(Beginning of DATASET CONTENT)

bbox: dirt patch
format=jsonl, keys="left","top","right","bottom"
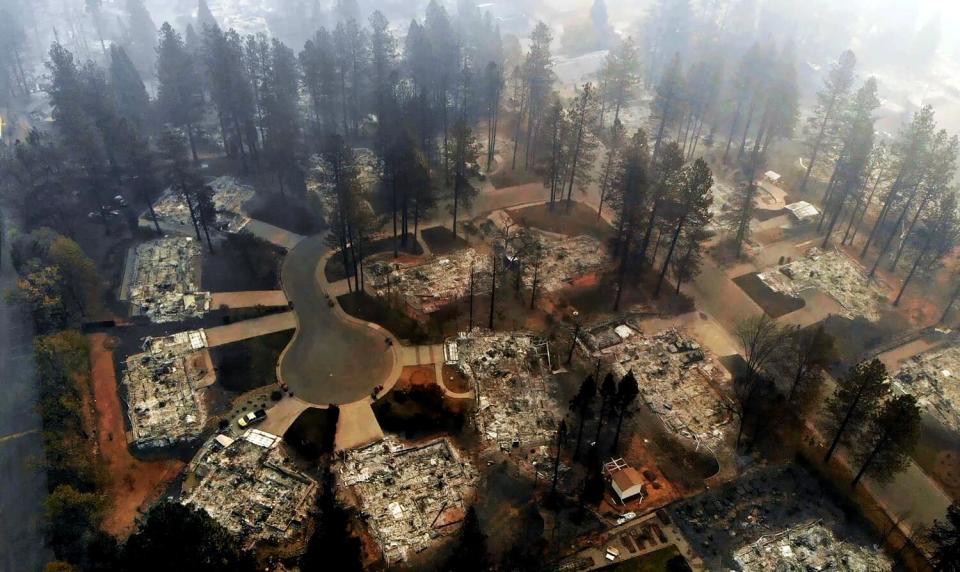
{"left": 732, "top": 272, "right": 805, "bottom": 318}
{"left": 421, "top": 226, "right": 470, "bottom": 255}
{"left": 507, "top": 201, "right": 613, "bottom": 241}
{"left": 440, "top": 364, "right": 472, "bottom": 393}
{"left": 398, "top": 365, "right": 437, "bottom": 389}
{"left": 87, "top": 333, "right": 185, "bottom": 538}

(End of DATASET CONTENT)

Repeat the material above in full and unchanged, minus its images.

bbox: dirt patch
format=jsonl, keys="left","top","right","bottom"
{"left": 732, "top": 272, "right": 805, "bottom": 318}
{"left": 421, "top": 226, "right": 470, "bottom": 255}
{"left": 507, "top": 201, "right": 613, "bottom": 241}
{"left": 440, "top": 364, "right": 472, "bottom": 393}
{"left": 398, "top": 365, "right": 437, "bottom": 389}
{"left": 87, "top": 333, "right": 185, "bottom": 538}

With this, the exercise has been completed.